▶ [Exercise aim]:
Word for word, please restate the line containing "If you would be willing to indicate the cabinet door" and all the lines that follow it to the end of the data.

[Start of Attachment]

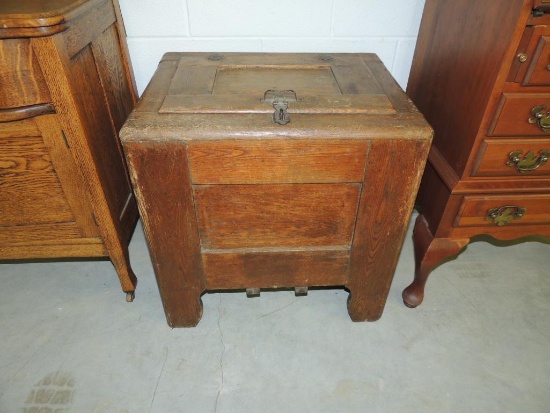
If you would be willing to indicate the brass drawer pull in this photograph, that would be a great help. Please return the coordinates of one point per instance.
(540, 117)
(528, 162)
(505, 214)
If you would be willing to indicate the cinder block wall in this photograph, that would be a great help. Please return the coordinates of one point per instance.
(387, 28)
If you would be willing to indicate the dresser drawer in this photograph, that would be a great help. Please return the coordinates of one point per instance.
(20, 76)
(533, 57)
(514, 114)
(522, 157)
(503, 210)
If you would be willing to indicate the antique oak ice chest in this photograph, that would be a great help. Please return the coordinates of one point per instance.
(274, 170)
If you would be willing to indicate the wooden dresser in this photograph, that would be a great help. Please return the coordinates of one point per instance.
(264, 171)
(66, 87)
(481, 76)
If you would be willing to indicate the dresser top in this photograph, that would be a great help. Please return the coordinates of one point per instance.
(28, 18)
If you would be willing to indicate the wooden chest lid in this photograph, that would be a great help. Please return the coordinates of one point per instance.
(258, 83)
(33, 18)
(237, 95)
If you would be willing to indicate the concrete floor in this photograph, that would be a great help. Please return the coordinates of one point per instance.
(480, 343)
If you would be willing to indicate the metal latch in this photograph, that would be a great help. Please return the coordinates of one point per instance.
(279, 100)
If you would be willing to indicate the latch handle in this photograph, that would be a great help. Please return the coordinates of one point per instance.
(279, 99)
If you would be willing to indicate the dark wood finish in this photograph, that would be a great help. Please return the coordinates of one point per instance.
(245, 268)
(480, 66)
(231, 200)
(67, 88)
(272, 161)
(382, 220)
(253, 216)
(166, 201)
(494, 157)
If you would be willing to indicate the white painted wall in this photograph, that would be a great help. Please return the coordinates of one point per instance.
(387, 28)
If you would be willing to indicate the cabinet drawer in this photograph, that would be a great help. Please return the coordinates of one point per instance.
(533, 57)
(475, 210)
(514, 112)
(249, 216)
(523, 157)
(277, 161)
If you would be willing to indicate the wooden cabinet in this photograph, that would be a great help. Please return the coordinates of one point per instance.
(481, 76)
(264, 171)
(66, 89)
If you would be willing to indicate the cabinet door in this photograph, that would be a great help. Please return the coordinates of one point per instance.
(42, 197)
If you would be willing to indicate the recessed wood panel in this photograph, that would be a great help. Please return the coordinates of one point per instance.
(21, 80)
(241, 216)
(273, 269)
(30, 189)
(277, 161)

[End of Attachment]

▶ [Output below]:
If you would be willing to indicate the cabinet door in this photograph, that would be a great help. Please return the coordinates of one point per instance.
(42, 197)
If you would be willing to indicate the recessed wood panel in this photograph, that would be a great help. Please return the coordinates of one point per instance.
(21, 80)
(241, 216)
(273, 269)
(30, 189)
(277, 161)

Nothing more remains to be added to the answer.